Work task
Retype exactly the span of lines below from the one with "TARGET = reflection of window blinds" through the one with "TARGET = green shrub". Do not include pictures.

Top of Dataset content

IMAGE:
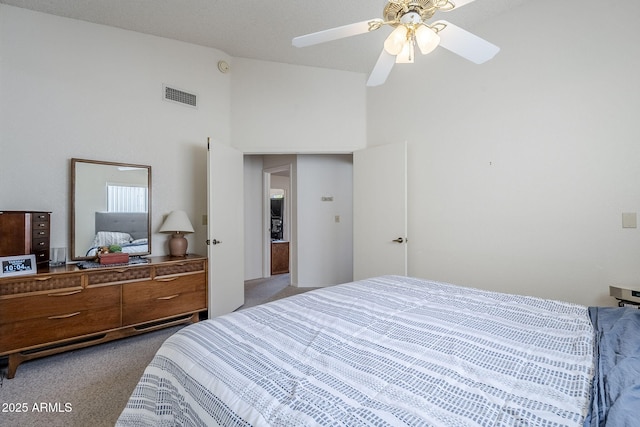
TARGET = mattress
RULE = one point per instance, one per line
(385, 351)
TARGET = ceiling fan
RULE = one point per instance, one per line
(408, 17)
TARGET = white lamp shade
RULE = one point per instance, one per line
(177, 222)
(406, 55)
(426, 39)
(393, 44)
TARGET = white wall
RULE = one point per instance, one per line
(73, 89)
(253, 224)
(281, 108)
(520, 168)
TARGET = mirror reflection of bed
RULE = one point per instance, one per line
(125, 229)
(110, 206)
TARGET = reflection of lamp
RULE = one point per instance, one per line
(177, 223)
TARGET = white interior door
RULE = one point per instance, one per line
(380, 211)
(225, 228)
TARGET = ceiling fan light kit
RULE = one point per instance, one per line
(410, 29)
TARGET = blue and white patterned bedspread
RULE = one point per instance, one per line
(386, 351)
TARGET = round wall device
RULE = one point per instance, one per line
(223, 66)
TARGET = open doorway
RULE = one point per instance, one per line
(316, 218)
(277, 217)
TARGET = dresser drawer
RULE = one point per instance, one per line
(39, 284)
(119, 275)
(163, 297)
(180, 268)
(42, 319)
(58, 302)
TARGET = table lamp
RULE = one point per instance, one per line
(177, 223)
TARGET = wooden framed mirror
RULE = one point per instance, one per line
(110, 204)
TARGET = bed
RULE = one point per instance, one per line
(391, 351)
(129, 230)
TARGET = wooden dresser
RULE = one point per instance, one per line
(279, 257)
(67, 308)
(23, 233)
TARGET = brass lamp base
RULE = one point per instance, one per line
(178, 245)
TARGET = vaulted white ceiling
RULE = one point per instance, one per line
(259, 29)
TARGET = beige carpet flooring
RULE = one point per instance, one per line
(91, 386)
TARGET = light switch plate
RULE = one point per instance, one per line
(629, 220)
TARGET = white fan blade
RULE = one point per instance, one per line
(382, 69)
(337, 33)
(465, 44)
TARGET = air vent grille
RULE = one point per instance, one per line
(180, 96)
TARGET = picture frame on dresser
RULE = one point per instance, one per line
(18, 265)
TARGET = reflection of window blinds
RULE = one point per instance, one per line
(122, 198)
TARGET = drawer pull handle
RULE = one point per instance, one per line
(64, 316)
(64, 294)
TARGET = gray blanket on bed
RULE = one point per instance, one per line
(616, 387)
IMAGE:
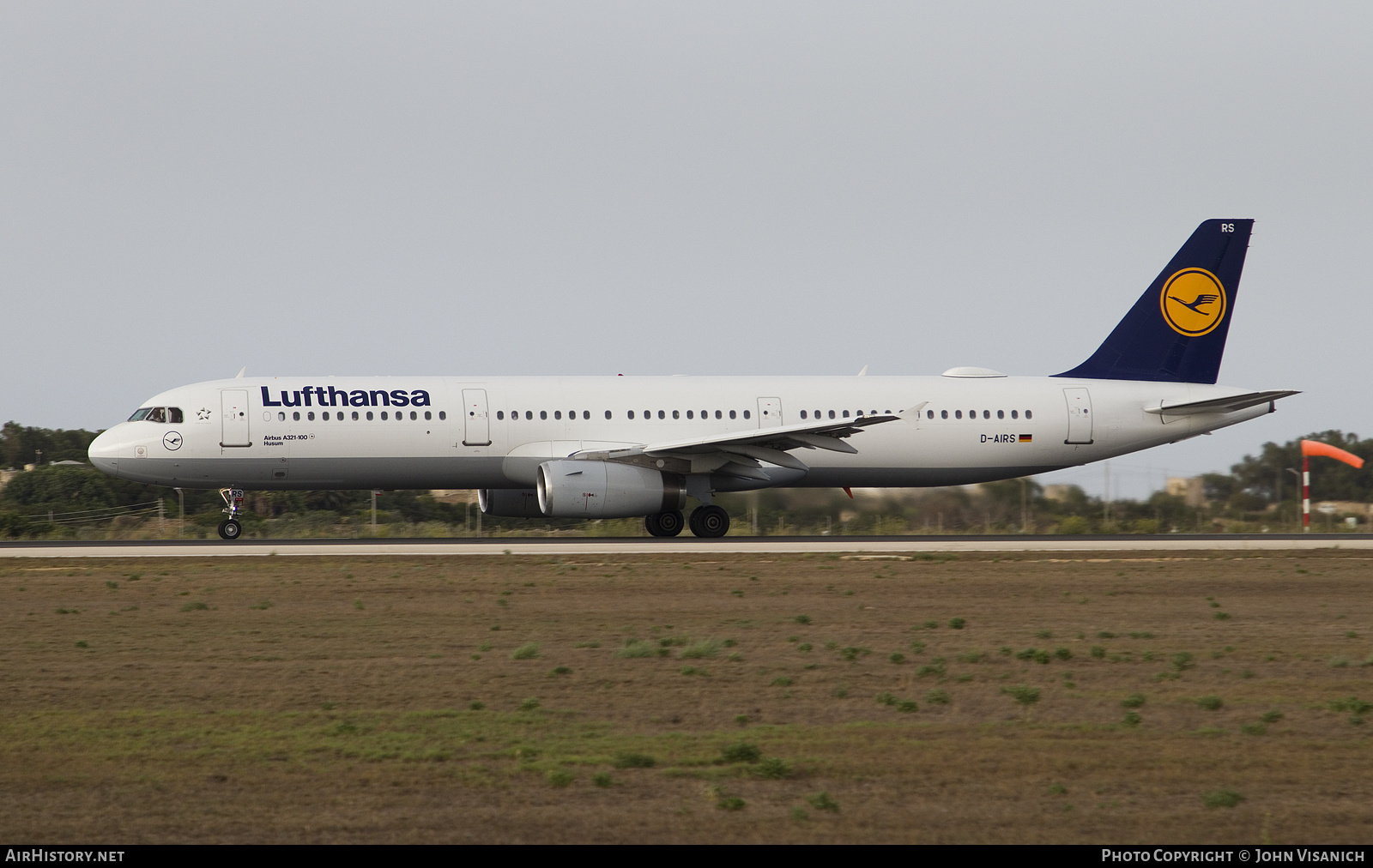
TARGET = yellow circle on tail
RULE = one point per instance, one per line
(1194, 301)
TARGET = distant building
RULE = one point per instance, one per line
(1189, 489)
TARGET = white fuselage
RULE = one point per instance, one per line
(493, 433)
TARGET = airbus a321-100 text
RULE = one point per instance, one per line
(617, 447)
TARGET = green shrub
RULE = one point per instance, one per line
(633, 761)
(1222, 799)
(741, 751)
(821, 801)
(700, 650)
(1023, 696)
(638, 648)
(559, 778)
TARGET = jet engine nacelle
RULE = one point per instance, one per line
(603, 489)
(510, 503)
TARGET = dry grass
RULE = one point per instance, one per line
(320, 699)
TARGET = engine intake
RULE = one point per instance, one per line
(603, 489)
(510, 503)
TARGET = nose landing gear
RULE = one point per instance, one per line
(230, 527)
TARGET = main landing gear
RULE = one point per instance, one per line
(709, 521)
(230, 527)
(705, 522)
(663, 523)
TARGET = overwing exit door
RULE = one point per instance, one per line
(1080, 415)
(769, 413)
(233, 416)
(477, 426)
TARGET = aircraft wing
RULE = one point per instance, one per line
(739, 454)
(1219, 406)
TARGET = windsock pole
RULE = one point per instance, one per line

Bottom of Dataset content

Exercise output
TARGET = reflection of window blinds
RULE = one point per instance, one per line
(122, 198)
TARGET = drawer pull handle
RULE = one point per instance, one per line
(64, 316)
(64, 294)
TARGET = gray blanket on bed
RULE = one point per instance, one per line
(616, 387)
IMAGE:
TARGET = yellow circle on tail
RULE = one point per instance, one per line
(1194, 301)
TARGET = distant building
RULE = one point per instance, one per line
(1189, 489)
TARGET = white fuselage
RULE = one point per instance, one per line
(493, 433)
TARGET = airbus a321-100 text
RULE = one point per instance, one per line
(617, 447)
TARGET = green shrub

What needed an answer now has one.